--- Source text ---
++++++++++++++++++++

Meşher is an art exhibition space on Istiklal Street in Istanbul, Turkey, operated by the private Vehbi Koç Foundation. Meşher was founded in 2019 in the building that formerly housed the Arter. The name Meşher is the Ottoman Turkish word ( ) meaning exhibition or exhibition space.

I-You-They: A Century of Artist Women (2021–2022)
The exhibition named I-You-They: A Century of Artist Women initially was held from 9 October 2021 to 27 March 2022 but was later extended another two months until 29 May 2022. It included pieces created by female artists who were based in Turkey and active between the years of the 1850s and the 1950s. It intends to recognize artists that are largely unrecognized in classic art history.

++++++++++++++++++++

--- Raw records ---
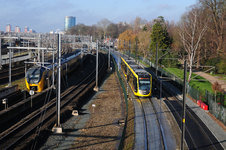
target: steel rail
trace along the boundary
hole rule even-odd
[[[103,55],[101,55],[101,56],[102,56],[102,58],[104,57]],[[99,72],[101,72],[102,69],[103,69],[103,67],[104,67],[104,64],[105,64],[105,63],[100,63],[100,61],[99,61],[99,64],[102,64],[101,69],[99,70]],[[62,93],[63,95],[61,96],[61,99],[66,98],[66,97],[68,96],[69,93],[72,93],[72,91],[74,91],[74,90],[80,88],[80,86],[81,86],[84,82],[86,82],[90,77],[92,77],[92,75],[94,75],[94,74],[95,74],[95,70],[94,70],[88,77],[86,77],[82,82],[80,82],[78,85],[76,85],[76,86],[74,86],[72,89],[70,89],[70,91],[67,91],[67,92]],[[76,95],[80,94],[87,86],[89,86],[89,84],[90,84],[91,82],[94,81],[94,79],[95,79],[95,76],[94,76],[92,79],[90,79],[88,83],[85,83],[85,86],[84,86],[82,89],[80,89],[77,93],[75,93],[74,96],[72,96],[70,99],[66,100],[63,104],[61,103],[61,107],[63,107],[63,106],[66,105],[69,101],[71,101],[72,99],[74,99]],[[47,107],[48,107],[49,109],[51,109],[51,108],[53,107],[53,105],[55,106],[55,103],[56,103],[56,102],[53,102],[52,104],[47,104],[47,105],[48,105]],[[51,107],[51,108],[50,108],[50,107]],[[39,109],[39,110],[40,110],[40,111],[39,111],[38,113],[35,113],[35,115],[34,115],[31,119],[27,120],[27,121],[24,122],[22,125],[18,126],[18,127],[15,128],[14,130],[12,130],[12,131],[9,132],[8,134],[6,134],[5,136],[1,137],[1,138],[0,138],[0,142],[3,141],[4,139],[6,139],[8,136],[14,134],[15,131],[21,129],[21,128],[24,127],[26,124],[30,124],[30,121],[32,121],[32,119],[35,119],[35,118],[39,117],[40,113],[41,113],[42,111],[44,111],[44,109],[41,108],[41,109]],[[24,133],[21,137],[19,137],[17,140],[15,140],[14,142],[12,142],[8,147],[6,147],[6,149],[9,149],[9,148],[15,146],[15,144],[18,143],[22,138],[24,138],[27,134],[29,134],[31,131],[33,131],[38,125],[40,125],[41,123],[45,122],[47,119],[49,119],[49,118],[52,117],[53,115],[55,115],[55,111],[52,112],[49,116],[47,116],[42,122],[39,122],[39,123],[38,123],[37,125],[35,125],[32,129],[30,129],[28,132]]]

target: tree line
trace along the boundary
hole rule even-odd
[[[169,22],[163,16],[151,21],[137,16],[125,25],[105,18],[92,26],[78,24],[69,32],[89,34],[98,39],[117,38],[120,50],[128,49],[130,41],[132,52],[137,44],[138,54],[153,60],[158,43],[159,56],[164,55],[159,63],[175,67],[178,62],[173,58],[187,60],[190,79],[194,67],[215,66],[214,72],[226,73],[225,28],[226,0],[198,0],[187,8],[178,22]]]

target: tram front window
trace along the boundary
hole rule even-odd
[[[150,79],[141,78],[139,79],[139,90],[150,90]]]
[[[27,71],[26,78],[28,83],[38,83],[41,80],[40,69],[30,69]]]

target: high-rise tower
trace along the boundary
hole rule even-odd
[[[71,27],[76,25],[76,18],[72,16],[65,16],[64,18],[64,31],[70,30]]]

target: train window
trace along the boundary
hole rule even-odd
[[[40,69],[29,69],[26,73],[28,83],[38,83],[41,80]]]
[[[140,78],[139,79],[139,89],[140,90],[150,90],[150,79]]]

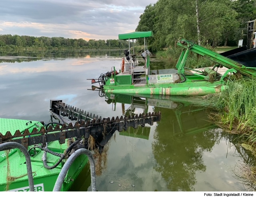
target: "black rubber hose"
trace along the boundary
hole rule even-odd
[[[182,81],[181,81],[180,82],[179,82],[179,83],[182,83],[182,82],[184,82],[185,81],[186,81],[186,80],[187,79],[186,78],[186,76],[184,75],[184,74],[183,73],[182,73],[181,74],[182,76],[182,77],[184,78],[184,80],[182,80]]]
[[[43,150],[43,151],[46,151],[47,152],[53,154],[53,155],[54,155],[55,156],[56,156],[60,157],[62,155],[62,154],[60,153],[57,153],[57,152],[54,152],[54,151],[52,151],[50,149],[48,149],[47,148],[46,148],[46,147],[43,147],[42,146],[35,146],[34,147],[31,147],[30,149],[29,149],[28,150],[28,152],[30,153],[30,152],[31,151],[31,150],[35,148],[38,148],[40,149],[41,150]]]
[[[51,124],[58,124],[58,125],[60,125],[62,126],[63,125],[63,123],[59,123],[58,122],[50,122],[50,123],[48,123],[47,124],[46,124],[45,125],[45,130],[47,130],[48,128],[48,126],[49,125],[51,125]]]
[[[43,163],[44,164],[44,167],[48,170],[51,170],[56,168],[59,165],[60,163],[61,162],[64,158],[64,157],[65,157],[65,156],[66,156],[71,151],[73,147],[77,143],[78,143],[79,142],[79,141],[77,140],[72,143],[70,145],[70,146],[69,146],[69,147],[68,148],[65,150],[64,153],[61,154],[61,155],[60,156],[59,159],[59,160],[57,162],[52,166],[49,166],[48,165],[47,165],[47,161],[46,158],[46,153],[47,152],[45,152],[44,155],[43,155],[43,157],[42,157]]]

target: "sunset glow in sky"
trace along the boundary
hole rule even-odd
[[[0,35],[117,39],[157,0],[1,0]]]

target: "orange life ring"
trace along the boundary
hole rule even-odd
[[[125,71],[125,59],[122,59],[122,65],[121,66],[121,72],[124,72]]]

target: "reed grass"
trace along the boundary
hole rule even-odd
[[[256,143],[256,79],[230,81],[220,95],[205,97],[208,107],[213,109],[212,118],[230,132],[242,134]]]

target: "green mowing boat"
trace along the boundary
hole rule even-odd
[[[0,118],[0,191],[29,191],[31,186],[24,154],[18,148],[3,148],[10,143],[16,143],[28,150],[33,183],[32,189],[52,191],[66,163],[76,151],[97,149],[101,153],[116,131],[121,132],[145,123],[152,125],[160,117],[160,113],[153,113],[102,118],[67,105],[61,100],[51,100],[50,107],[51,121],[46,124],[42,122]],[[58,121],[54,122],[53,118]],[[76,179],[83,177],[80,173],[87,167],[89,159],[84,154],[75,158],[64,175],[61,191],[69,190]],[[92,185],[92,189],[93,188]]]
[[[129,50],[124,51],[125,57],[122,58],[121,69],[118,72],[117,68],[112,67],[111,71],[101,74],[98,79],[89,79],[91,80],[91,84],[99,83],[100,87],[108,93],[203,96],[220,93],[225,90],[231,73],[239,73],[245,76],[256,76],[256,66],[246,66],[247,64],[250,65],[254,63],[255,60],[254,57],[253,61],[250,59],[250,62],[245,61],[244,63],[239,63],[235,61],[241,60],[236,59],[236,56],[234,57],[235,61],[229,58],[232,57],[231,52],[226,54],[224,56],[184,39],[179,40],[177,43],[183,50],[175,69],[151,70],[151,53],[147,49],[146,39],[153,36],[152,31],[119,34],[119,39],[129,40]],[[138,52],[144,60],[144,64],[142,65],[137,62],[134,46],[132,48],[130,45],[130,40],[132,40],[133,44],[134,40],[139,38],[144,38],[144,49]],[[131,49],[132,50],[132,54],[130,51]],[[141,54],[142,51],[144,51]],[[234,55],[239,53],[240,57],[245,56],[245,54],[239,51],[231,52],[234,52]],[[212,67],[204,68],[203,71],[186,67],[186,62],[190,52],[209,59],[216,64]],[[223,67],[227,68],[226,70],[221,74],[218,70],[219,68]]]

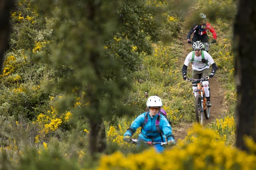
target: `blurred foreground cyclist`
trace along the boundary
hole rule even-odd
[[[161,99],[156,96],[149,97],[147,101],[147,106],[149,111],[143,113],[135,119],[125,133],[124,140],[131,142],[134,133],[141,127],[139,140],[147,142],[167,142],[169,145],[174,145],[175,142],[171,125],[165,116],[159,111],[163,106]],[[164,150],[160,144],[156,144],[155,147],[157,152],[161,152]]]

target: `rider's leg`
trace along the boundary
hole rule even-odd
[[[192,70],[192,78],[193,79],[199,79],[199,74],[201,74],[199,73],[200,71],[197,71],[196,70]],[[198,92],[195,93],[197,90],[197,84],[195,82],[192,82],[192,89],[193,89],[193,93],[194,93],[194,95],[195,96],[195,97],[198,94]]]
[[[204,45],[204,50],[208,53],[209,50],[209,44],[208,43],[204,43],[204,42],[208,42],[209,41],[208,36],[207,34],[203,35],[201,36],[202,40],[201,40],[201,42]]]
[[[205,69],[202,73],[203,77],[208,76],[209,74],[209,68]],[[208,107],[212,106],[212,103],[210,101],[210,88],[209,87],[209,82],[208,81],[204,81],[202,82],[202,85],[204,86],[204,94],[207,100],[207,105]]]

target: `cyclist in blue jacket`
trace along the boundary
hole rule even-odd
[[[128,142],[130,142],[131,136],[136,130],[141,127],[139,140],[152,142],[167,142],[169,145],[174,145],[175,142],[172,127],[167,119],[159,113],[161,107],[163,106],[161,99],[156,96],[149,97],[147,101],[147,106],[149,108],[149,111],[143,113],[135,119],[125,133],[124,140]],[[155,147],[158,152],[162,152],[164,150],[160,144],[156,144]]]

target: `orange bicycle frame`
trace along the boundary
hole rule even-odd
[[[198,83],[197,86],[198,86],[198,90],[202,90],[202,92],[201,91],[199,91],[198,93],[200,95],[201,95],[202,97],[203,97],[203,95],[204,94],[204,88],[202,88],[202,85],[201,85],[201,83]],[[204,100],[203,101],[203,107],[204,107],[204,110],[206,110],[206,105],[207,99],[205,98],[203,98],[203,99],[204,99]]]

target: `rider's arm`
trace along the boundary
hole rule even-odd
[[[162,130],[163,134],[166,136],[167,141],[172,140],[175,142],[174,136],[172,134],[172,127],[167,119],[165,117],[161,117],[160,123],[162,124]]]
[[[136,130],[138,128],[141,127],[144,122],[145,114],[142,114],[139,116],[135,119],[134,121],[132,122],[130,128],[127,129],[126,132],[124,135],[124,136],[129,135],[132,136],[134,132],[136,131]]]
[[[188,35],[187,36],[187,39],[188,39],[188,40],[190,39],[190,37],[191,37],[191,35],[194,32],[194,31],[195,31],[195,28],[196,27],[196,25],[195,24],[193,26],[192,28],[190,28],[190,30],[188,33]],[[195,29],[194,29],[194,28],[195,28]]]
[[[184,65],[183,65],[183,67],[182,67],[181,71],[182,72],[182,76],[183,77],[184,76],[186,76],[187,74],[187,69],[188,68],[188,66],[189,66],[189,64],[190,60],[191,60],[192,57],[192,52],[189,53],[189,54],[186,57],[185,62],[184,62]]]
[[[206,28],[210,30],[210,31],[212,34],[213,39],[216,40],[217,39],[217,34],[216,34],[216,32],[212,26],[211,26],[211,24],[208,22],[206,23]]]
[[[213,60],[212,57],[212,56],[211,56],[210,54],[209,54],[206,51],[204,51],[204,52],[205,57],[208,60],[208,62],[209,62],[209,63],[212,65],[212,69],[211,73],[213,73],[213,74],[215,74],[217,69],[217,65],[216,64],[215,64],[215,62],[214,62],[214,61]]]

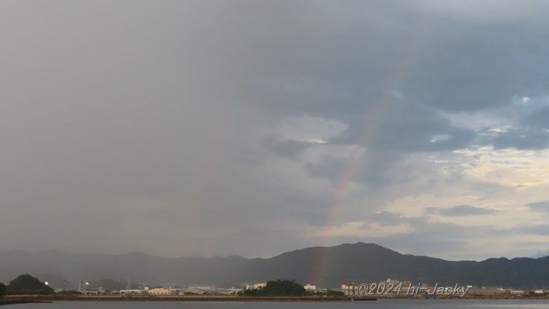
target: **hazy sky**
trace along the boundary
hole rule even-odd
[[[0,249],[549,254],[546,1],[2,1]]]

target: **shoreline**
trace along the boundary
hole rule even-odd
[[[226,297],[226,296],[14,296],[19,301],[27,302],[51,301],[351,301],[350,297]],[[8,300],[12,297],[7,297]],[[374,300],[375,298],[371,298]]]

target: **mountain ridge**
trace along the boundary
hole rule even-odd
[[[240,286],[270,279],[296,279],[325,288],[388,277],[414,284],[549,286],[549,257],[448,261],[402,254],[373,243],[313,247],[268,258],[239,255],[162,258],[141,252],[106,255],[62,251],[0,251],[0,282],[21,273],[51,274],[73,282],[105,278],[154,285]]]

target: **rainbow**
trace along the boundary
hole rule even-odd
[[[393,70],[388,72],[390,78],[386,80],[385,90],[393,91],[398,89],[406,80],[406,73],[409,67],[414,62],[421,51],[426,46],[427,41],[430,37],[432,30],[432,22],[428,20],[422,21],[419,31],[416,33],[413,43],[409,46],[403,46],[406,49],[406,57],[400,59],[399,65],[393,66]],[[320,248],[316,260],[312,263],[312,281],[317,285],[321,285],[324,279],[329,276],[330,268],[332,267],[332,256],[329,246],[334,244],[334,238],[330,229],[334,228],[339,223],[339,214],[342,207],[345,205],[345,198],[351,191],[350,185],[355,179],[360,170],[360,165],[362,157],[368,152],[369,143],[372,140],[379,130],[380,122],[384,115],[390,112],[391,100],[394,100],[388,93],[378,98],[373,105],[371,111],[368,114],[368,120],[364,121],[359,132],[358,144],[353,148],[348,156],[344,168],[341,176],[334,183],[329,200],[328,210],[327,211],[325,223],[323,229],[328,231],[328,235],[323,237],[323,244]]]

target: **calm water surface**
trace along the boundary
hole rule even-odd
[[[549,299],[381,299],[355,302],[60,301],[13,305],[5,309],[331,309],[331,308],[549,308]]]

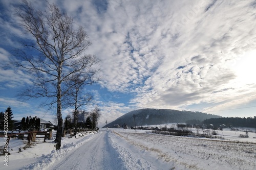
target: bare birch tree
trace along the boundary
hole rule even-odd
[[[92,95],[89,93],[85,93],[83,90],[84,86],[92,84],[97,79],[93,79],[94,74],[82,76],[80,74],[75,75],[70,81],[69,86],[72,87],[68,92],[68,98],[65,98],[65,104],[67,106],[74,107],[73,113],[74,116],[74,125],[75,127],[74,135],[77,131],[77,119],[79,114],[78,109],[83,105],[92,104],[91,100],[93,99]]]
[[[98,62],[95,56],[84,54],[91,44],[84,28],[74,29],[72,18],[50,4],[45,11],[36,10],[27,0],[16,12],[19,23],[34,41],[26,41],[23,50],[16,51],[19,66],[34,76],[34,84],[20,93],[24,99],[48,99],[47,103],[56,106],[58,119],[55,139],[56,149],[61,146],[63,126],[62,102],[72,87],[68,83],[79,74],[94,75],[93,69]]]

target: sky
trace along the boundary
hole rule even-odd
[[[13,48],[29,38],[13,15],[20,2],[0,1],[0,111],[10,106],[14,119],[36,115],[54,122],[56,109],[42,107],[42,100],[16,96],[33,80],[8,64]],[[100,127],[147,108],[256,116],[254,1],[49,2],[84,28],[92,42],[86,52],[101,60],[101,81],[85,89],[94,105],[82,108],[99,106]],[[63,109],[62,117],[73,109]]]

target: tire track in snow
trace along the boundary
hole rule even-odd
[[[108,131],[95,135],[48,169],[123,169],[122,160],[109,142]]]

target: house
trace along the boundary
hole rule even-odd
[[[115,127],[115,128],[120,128],[119,124],[115,124],[114,125],[114,127]]]
[[[30,120],[34,118],[33,117],[31,117],[30,116],[29,117],[29,119]],[[36,116],[35,116],[35,118],[37,118]],[[53,124],[51,123],[50,121],[47,121],[46,120],[43,119],[42,118],[39,118],[40,119],[40,129],[47,129],[50,128],[50,127],[52,127],[53,126]],[[20,124],[22,123],[22,120],[19,120],[16,122],[13,123],[14,129],[19,129],[20,127]]]

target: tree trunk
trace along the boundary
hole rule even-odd
[[[56,134],[55,145],[56,150],[60,149],[61,145],[61,136],[62,133],[63,119],[61,115],[61,88],[60,75],[61,75],[61,64],[60,64],[58,71],[57,82],[57,117],[58,118],[58,125],[57,127],[57,133]]]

++++++++++++++++++++

--- What needs to be done ---
Condense the paragraph that begins "The exhibition named I-You-They" in the text about Meşher into a short bulleted list of its main facts. Work only from the text about Meşher.

--- Written answer ---
- Exhibition: I-You-They: A Century of Artist Women
- Original run: 9 October 2021 to 27 March 2022
- Extended by two months, to 29 May 2022
- Featured works by female artists based in Turkey and active from the 1850s to the 1950s
- Aim: to recognize artists largely unrecognized in classic art history